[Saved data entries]
● ● ● ● ● ● ●

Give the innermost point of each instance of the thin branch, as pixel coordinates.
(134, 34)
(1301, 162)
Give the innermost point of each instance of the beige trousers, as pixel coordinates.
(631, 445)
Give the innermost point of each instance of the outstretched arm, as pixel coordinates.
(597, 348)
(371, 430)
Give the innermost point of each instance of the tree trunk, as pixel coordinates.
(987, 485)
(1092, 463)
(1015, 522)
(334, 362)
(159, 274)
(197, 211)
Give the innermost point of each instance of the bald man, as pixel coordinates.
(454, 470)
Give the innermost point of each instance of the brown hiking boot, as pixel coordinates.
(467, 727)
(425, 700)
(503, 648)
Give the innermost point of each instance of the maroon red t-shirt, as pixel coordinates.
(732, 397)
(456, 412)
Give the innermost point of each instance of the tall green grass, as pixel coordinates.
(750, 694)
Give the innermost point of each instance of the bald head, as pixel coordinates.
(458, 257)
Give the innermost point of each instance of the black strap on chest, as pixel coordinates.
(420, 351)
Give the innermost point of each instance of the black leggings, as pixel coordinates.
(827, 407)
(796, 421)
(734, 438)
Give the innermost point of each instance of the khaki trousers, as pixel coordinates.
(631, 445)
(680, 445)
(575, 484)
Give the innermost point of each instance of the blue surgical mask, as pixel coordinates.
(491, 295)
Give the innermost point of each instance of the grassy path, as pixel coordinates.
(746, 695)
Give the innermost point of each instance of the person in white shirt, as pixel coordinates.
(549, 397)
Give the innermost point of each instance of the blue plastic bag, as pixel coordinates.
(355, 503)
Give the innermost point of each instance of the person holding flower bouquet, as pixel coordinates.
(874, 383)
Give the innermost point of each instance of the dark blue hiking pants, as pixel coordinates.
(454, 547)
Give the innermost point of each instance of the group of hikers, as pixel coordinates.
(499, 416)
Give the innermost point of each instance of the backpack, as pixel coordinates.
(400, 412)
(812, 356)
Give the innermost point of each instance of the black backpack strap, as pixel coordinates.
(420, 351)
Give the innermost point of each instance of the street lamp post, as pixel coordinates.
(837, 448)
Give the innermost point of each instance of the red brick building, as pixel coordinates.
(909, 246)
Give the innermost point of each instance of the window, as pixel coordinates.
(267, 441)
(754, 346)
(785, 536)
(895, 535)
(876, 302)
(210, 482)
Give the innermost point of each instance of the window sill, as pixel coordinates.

● ● ● ● ● ● ●

**Exercise description**
Retype every one of the lines above without any change.

**Solved problem**
Give the innermost point of each instance of the thin branch, as pixel coordinates.
(134, 34)
(1301, 162)
Give the innermost point of each instance of the beige trousers, as pixel coordinates.
(631, 445)
Give the innermost point of each instance of the outstretched arm, as pixel coordinates.
(597, 348)
(371, 430)
Give the innermost point of each instance of the tree trunk, as pixel coordinates.
(987, 485)
(1092, 463)
(1015, 522)
(334, 362)
(159, 274)
(197, 211)
Give the innermost point of each instance of the bald man, as pixel coordinates.
(454, 470)
Give the innermost point of each instance of the brown hiking boot, as pixel coordinates.
(467, 727)
(425, 700)
(503, 648)
Give the innermost point of each instance of the maroon red t-shirt, as pixel coordinates.
(732, 397)
(456, 412)
Give the innermost point of each instance of the tall green grass, as pixel coordinates.
(750, 694)
Give the innermost point of each instance of the bald head, as pixel coordinates.
(458, 257)
Give the innermost point of each instance of the black strap on chest, as pixel coordinates.
(420, 351)
Give the innermost point of each instance of the black leggings, as pixel coordinates.
(827, 407)
(796, 421)
(734, 438)
Give the innermost point of each instance of the khaki trousers, as pixel coordinates.
(631, 445)
(680, 445)
(575, 484)
Give the innermost point of each instance of the blue surgical mask, as pixel coordinates.
(491, 295)
Give the innermost point of each instance of the grassy path, as pixel coordinates.
(746, 695)
Give the innermost point of each instance of the person in white shirt, as pixel coordinates.
(549, 397)
Give the innermost point of each instance of the blue plastic bag, as pixel coordinates.
(355, 503)
Give the innermost point of each instance of the person holding flower bouquet, as pixel coordinates.
(874, 383)
Give the innermost point of each instance of the dark blue hiking pants, as pixel coordinates.
(454, 547)
Give the innermost point of each instance of the group of hikers, as pixel coordinates.
(499, 416)
Give the innermost point of each instance of the backpack, as pixel coordinates.
(400, 412)
(812, 356)
Give the innermost point of each instance of the black backpack strap, as pixel coordinates.
(420, 351)
Give the innermost point of each instance of the street lamp post, as pixel coordinates.
(837, 448)
Give the innermost point of each instance of the red brick building, as pixel coordinates.
(909, 246)
Give the innermost point of each instance of the window, as pixel coordinates.
(267, 441)
(754, 346)
(785, 536)
(895, 535)
(876, 302)
(210, 482)
Give the innermost point of each instance of the window sill, as pixel coordinates.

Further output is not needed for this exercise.